--- START Dataset records ---

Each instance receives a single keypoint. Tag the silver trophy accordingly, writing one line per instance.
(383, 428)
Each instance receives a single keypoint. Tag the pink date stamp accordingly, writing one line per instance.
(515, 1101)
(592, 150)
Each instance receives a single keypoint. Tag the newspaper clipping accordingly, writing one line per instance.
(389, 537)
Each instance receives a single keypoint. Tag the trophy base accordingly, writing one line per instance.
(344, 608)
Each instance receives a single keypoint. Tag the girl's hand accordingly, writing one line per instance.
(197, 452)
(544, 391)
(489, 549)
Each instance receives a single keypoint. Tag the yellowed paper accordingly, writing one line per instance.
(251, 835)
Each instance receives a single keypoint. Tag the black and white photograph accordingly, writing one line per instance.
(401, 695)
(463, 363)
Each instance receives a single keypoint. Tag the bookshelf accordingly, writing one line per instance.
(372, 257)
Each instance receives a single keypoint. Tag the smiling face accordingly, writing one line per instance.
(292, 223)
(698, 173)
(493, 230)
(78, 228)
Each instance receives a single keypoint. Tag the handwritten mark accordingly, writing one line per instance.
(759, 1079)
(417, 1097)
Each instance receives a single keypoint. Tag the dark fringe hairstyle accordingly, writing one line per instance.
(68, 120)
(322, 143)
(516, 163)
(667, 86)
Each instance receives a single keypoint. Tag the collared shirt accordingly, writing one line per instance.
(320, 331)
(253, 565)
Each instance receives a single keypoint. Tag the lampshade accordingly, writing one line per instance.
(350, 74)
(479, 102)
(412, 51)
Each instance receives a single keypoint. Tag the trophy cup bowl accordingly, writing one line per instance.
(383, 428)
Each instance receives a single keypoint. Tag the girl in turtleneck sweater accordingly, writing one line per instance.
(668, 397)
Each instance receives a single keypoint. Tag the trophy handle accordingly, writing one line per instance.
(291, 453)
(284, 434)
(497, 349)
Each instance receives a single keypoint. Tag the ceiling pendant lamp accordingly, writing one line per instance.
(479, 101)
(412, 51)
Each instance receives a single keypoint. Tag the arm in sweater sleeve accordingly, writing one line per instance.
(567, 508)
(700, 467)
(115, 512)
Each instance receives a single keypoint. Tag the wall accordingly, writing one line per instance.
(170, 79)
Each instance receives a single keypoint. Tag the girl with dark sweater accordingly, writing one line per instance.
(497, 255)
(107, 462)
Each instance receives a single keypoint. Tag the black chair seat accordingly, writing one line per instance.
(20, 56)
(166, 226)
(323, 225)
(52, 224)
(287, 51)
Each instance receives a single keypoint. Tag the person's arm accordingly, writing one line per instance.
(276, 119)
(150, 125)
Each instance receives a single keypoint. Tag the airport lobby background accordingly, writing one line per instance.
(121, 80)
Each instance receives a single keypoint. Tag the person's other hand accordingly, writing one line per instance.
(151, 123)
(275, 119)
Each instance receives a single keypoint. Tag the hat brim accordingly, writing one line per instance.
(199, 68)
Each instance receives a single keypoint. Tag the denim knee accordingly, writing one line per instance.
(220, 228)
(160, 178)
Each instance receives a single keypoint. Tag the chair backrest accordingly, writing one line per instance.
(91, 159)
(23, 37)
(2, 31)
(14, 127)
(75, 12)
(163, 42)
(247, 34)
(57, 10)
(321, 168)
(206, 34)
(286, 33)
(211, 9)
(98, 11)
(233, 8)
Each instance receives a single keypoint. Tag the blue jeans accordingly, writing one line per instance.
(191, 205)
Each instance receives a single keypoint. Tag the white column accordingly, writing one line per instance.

--- END Dataset records ---

* [Your instructions]:
Using the material above, reproduce exactly the line that contains "Each instance receives a single keypoint. Tag the girl in" and all lines after it through the last one, and only those.

* [Response below]:
Each instance receives a single keypoint. Tag the girl in turtleneck sweater accordingly, writing one line per instance.
(668, 397)
Each instance receives a single keypoint. Tag the trophy handle accordingly, writing one line per instance.
(291, 453)
(284, 434)
(497, 349)
Each instance receives a single keypoint. Tag the ceiling pendant lamp accordingly, writing one line per instance.
(479, 101)
(412, 51)
Each instance receives a single keypoint. Tag the arm in sweater sleeve accordingly, writing one line per instance.
(567, 508)
(700, 467)
(115, 512)
Each instance receives a single keypoint. Tag the wall accordingly, writing one line per instance.
(170, 79)
Each instance receives a single keypoint. Tag the girl with dark sweater accordingly, writing one line per instance.
(497, 255)
(107, 462)
Each instance receives a single keypoint. Tag the black chair seat accordingly, writing one line per instance.
(20, 56)
(166, 226)
(323, 225)
(52, 224)
(287, 51)
Each instance receives a single keypoint. Tag the person's arm accordingly, writing one line per instance.
(276, 119)
(150, 125)
Each instance receives a single keypoint. Tag the airport lobby background accordingly, writing one line per instance.
(121, 80)
Each instance receives a single keypoint. Tag the person's other hand accordingly, writing one line per instance.
(151, 123)
(275, 119)
Each instance receives a single keypoint. Tag the hat brim accordingly, writing one line per instance.
(199, 68)
Each instance receives a single keypoint. Tag the denim knee accordingly, writing one line per instance.
(220, 228)
(160, 178)
Each instance receives a single keypoint. Tag the chair backrest accordingly, writing one line per instance.
(91, 159)
(23, 37)
(2, 31)
(14, 127)
(75, 12)
(163, 42)
(247, 34)
(57, 10)
(321, 168)
(206, 34)
(286, 33)
(211, 9)
(98, 11)
(233, 8)
Each instance receives a single keypoint. Tag the blue jeans accordingly, writing one line per instance.
(191, 205)
Each instance receives a single keypoint. Tag the white column accordingly, writing one line per instance.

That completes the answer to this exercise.